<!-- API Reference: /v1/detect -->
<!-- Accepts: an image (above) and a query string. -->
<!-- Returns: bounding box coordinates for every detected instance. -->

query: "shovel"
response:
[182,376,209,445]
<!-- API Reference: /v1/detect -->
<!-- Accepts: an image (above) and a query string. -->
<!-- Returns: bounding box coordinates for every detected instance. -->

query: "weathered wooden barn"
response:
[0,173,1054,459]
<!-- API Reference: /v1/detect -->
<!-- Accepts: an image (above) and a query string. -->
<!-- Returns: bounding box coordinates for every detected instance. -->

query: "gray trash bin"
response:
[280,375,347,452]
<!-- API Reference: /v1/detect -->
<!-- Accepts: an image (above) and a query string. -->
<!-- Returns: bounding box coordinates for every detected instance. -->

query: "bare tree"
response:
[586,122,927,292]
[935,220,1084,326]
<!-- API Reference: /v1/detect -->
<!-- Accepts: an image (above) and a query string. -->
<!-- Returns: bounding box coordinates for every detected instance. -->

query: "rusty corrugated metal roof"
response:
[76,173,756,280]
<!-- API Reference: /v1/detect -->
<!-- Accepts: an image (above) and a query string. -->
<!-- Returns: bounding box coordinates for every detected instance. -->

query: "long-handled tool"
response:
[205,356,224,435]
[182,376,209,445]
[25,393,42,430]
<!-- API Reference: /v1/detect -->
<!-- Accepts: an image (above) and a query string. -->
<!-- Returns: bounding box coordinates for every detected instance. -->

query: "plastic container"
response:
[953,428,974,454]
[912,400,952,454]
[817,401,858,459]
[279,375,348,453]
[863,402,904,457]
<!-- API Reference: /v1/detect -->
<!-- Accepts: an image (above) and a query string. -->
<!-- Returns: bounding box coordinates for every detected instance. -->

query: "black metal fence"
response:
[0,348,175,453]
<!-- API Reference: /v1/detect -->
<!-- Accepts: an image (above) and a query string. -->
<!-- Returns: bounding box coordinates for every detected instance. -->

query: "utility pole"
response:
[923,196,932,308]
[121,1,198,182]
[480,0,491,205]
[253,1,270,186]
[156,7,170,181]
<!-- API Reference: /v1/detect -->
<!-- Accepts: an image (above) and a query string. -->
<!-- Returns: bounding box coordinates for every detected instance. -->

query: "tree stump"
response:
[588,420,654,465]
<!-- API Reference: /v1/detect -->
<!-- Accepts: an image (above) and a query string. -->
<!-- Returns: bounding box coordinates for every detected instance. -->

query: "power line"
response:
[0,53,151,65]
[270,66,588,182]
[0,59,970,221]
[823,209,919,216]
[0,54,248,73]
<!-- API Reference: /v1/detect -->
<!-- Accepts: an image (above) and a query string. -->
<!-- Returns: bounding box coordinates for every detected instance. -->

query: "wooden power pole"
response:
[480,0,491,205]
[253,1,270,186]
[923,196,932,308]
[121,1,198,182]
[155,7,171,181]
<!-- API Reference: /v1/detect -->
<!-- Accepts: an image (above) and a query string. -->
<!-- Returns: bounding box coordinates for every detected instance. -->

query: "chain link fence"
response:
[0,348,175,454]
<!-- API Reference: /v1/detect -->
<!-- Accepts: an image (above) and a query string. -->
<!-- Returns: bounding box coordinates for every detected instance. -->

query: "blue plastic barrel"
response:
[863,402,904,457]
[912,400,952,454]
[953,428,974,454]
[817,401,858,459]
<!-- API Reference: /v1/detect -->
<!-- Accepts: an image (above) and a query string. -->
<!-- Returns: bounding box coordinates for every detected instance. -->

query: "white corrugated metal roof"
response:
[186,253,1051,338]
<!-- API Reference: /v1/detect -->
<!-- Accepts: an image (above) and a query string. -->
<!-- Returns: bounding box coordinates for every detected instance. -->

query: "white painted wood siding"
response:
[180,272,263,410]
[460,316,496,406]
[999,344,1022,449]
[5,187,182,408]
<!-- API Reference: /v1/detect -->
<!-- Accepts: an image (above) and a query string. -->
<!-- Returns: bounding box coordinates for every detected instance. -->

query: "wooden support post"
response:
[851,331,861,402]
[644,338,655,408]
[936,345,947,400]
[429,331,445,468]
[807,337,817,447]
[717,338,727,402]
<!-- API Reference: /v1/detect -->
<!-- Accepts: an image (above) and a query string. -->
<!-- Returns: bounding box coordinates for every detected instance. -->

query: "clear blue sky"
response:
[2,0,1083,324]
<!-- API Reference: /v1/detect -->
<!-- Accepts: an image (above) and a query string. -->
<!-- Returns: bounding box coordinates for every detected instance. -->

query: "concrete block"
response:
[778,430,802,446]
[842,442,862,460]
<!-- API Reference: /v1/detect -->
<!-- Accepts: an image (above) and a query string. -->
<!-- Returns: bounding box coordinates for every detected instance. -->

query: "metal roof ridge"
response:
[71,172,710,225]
-------------------------
= EXERCISE DIRECTIONS =
All of the records need to be returned exactly as they are.

= PROBLEM SOLUTION =
<!-- API Reference: /v1/detect -->
<!-- Accepts: an image (above) and a query string. -->
<!-- Returns: bounding box coordinates for every detected instance. -->

query: "shovel"
response:
[182,376,209,445]
<!-- API Reference: /v1/detect -->
<!-- Accepts: an image (above) and a query string. -->
<!-- Returns: bounding box coordinates for every detected instance. -->

query: "weathered wooden barn"
response:
[0,173,1054,459]
<!-- API Reference: /v1/detect -->
<!-- Accepts: an image (above) and a query string. -->
<!-- Returns: bounding box coordinates for every detected instance. -->

query: "gray trash bin"
response:
[280,375,347,452]
<!-- API Reference: /v1/detect -->
<!-- Accepts: an image (above) and a query string. -->
<!-- Returns: bounding box coordinates for every detected instance. -->

query: "bare tree"
response:
[586,122,927,292]
[935,220,1084,326]
<!-- API Reference: /v1/detect -->
<!-- Accepts: an image (above) and a query string. -->
<!-- Returns: bounding box coordinates for every detected instance. -->

query: "rusty corrugated metal roof"
response:
[76,173,756,280]
<!-- API Reference: /v1/detect -->
<!-- Accepts: an image (above) and a query string. -->
<!-- Returns: bounding box coordinates for every detected instance. -->

query: "long-handled tool"
response:
[205,356,224,435]
[182,376,209,445]
[25,393,42,430]
<!-- API Reference: /v1/detect -->
<!-- Accepts: an image (above) and a query string. -->
<!-- Returns: bounding box coordinates for every detected instance. -->

query: "plastic container"
response:
[953,428,974,454]
[912,400,952,454]
[817,401,858,459]
[279,375,348,453]
[863,402,904,457]
<!-- API Reference: /v1/detect -->
<!-- Accepts: an image (above) and a query string. -->
<!-- Returns: bounding box coordinates for every detected instance. -->

query: "black metal fence"
response:
[0,348,175,453]
<!-- API Reference: /v1/detect -->
<!-- Accepts: an image (above) and a query string. -->
<!-- Returns: bounding box coordinates for every detected instance. -->

query: "utility pole"
response:
[923,196,932,308]
[121,1,198,182]
[480,0,491,205]
[253,1,270,186]
[156,7,170,181]
<!-- API Reference: /v1/detect -->
<!-- Accepts: an image (above) and a query string. -->
<!-- Returns: bounding box coordinates for every detected instance. -->

query: "tree stump"
response:
[588,420,654,465]
<!-- API Reference: /v1/detect -->
<!-- Accepts: an image (above) and a query string. -->
<!-- Returns: bounding box coordinates for every detected instance. -->

query: "power line"
response:
[0,53,151,65]
[270,66,588,182]
[0,59,970,221]
[823,209,919,216]
[0,54,248,73]
<!-- API Reference: /v1/detect -->
<!-- Accepts: an image (above) and a query string. -->
<!-- Returns: bounding box coordinates for every detected instance. -->

query: "wooden power pole"
response:
[480,0,491,205]
[253,1,270,186]
[923,196,932,308]
[121,1,198,182]
[155,7,171,181]
<!-- API Reference: /v1/detect -->
<!-- Accepts: an image (above) and a query string. -->
<!-- Returns: bounding box coordinates for every detected instance. -->

query: "chain link fence"
response:
[0,348,175,454]
<!-- API Reference: /v1/detect -->
<!-- Accepts: an image (above) and a query string. -->
<!-- Returns: bounding box coordinates for every detected instance. -->

query: "blue plastic barrel"
response:
[863,402,904,457]
[912,400,952,454]
[953,428,974,454]
[817,401,858,459]
<!-- API Reference: /v1/detect -->
<!-- Accepts: an image (above) and a query string. -->
<!-- Returns: bounding box coordinates for every detected instance. -->

query: "white corrugated metal roof"
response:
[186,253,1051,338]
<!-- API Reference: /v1/detect -->
<!-- Accepts: an image (above) and a query string. -->
<!-- Returns: bounding box coordinates for every detected instance. -->

query: "white painted wood siding"
response:
[180,272,263,410]
[460,316,496,406]
[999,344,1022,449]
[5,187,182,408]
<!-- API Reference: /v1/detect -->
<!-- Accepts: an image (above) and a query string. -->
<!-- Returns: bounding box coordinates for every detected instance. -->

query: "wooden support post"
response:
[851,331,861,402]
[644,338,655,408]
[936,345,947,400]
[429,331,445,468]
[807,337,817,447]
[717,338,727,402]
<!-- API Reference: /v1/detect -->
<!-- Accepts: an image (above) and a query string. -->
<!-- Returns: bounding box coordinates for every detected instance. -->

query: "clear blue sky"
response:
[2,0,1083,324]
<!-- API Reference: /v1/detect -->
<!-- Accepts: an image (above) and a query string. -->
<!-- Returns: bounding box coordinates for every detected instance. -->

query: "concrete block"
response:
[778,430,802,446]
[842,442,862,460]
<!-- API Reference: /v1/detect -->
<!-- Accepts: an image (above) and a query string. -->
<!-- Returns: bounding box coordinates for every detected instance. -->

query: "metal roof ridge"
response:
[71,172,710,225]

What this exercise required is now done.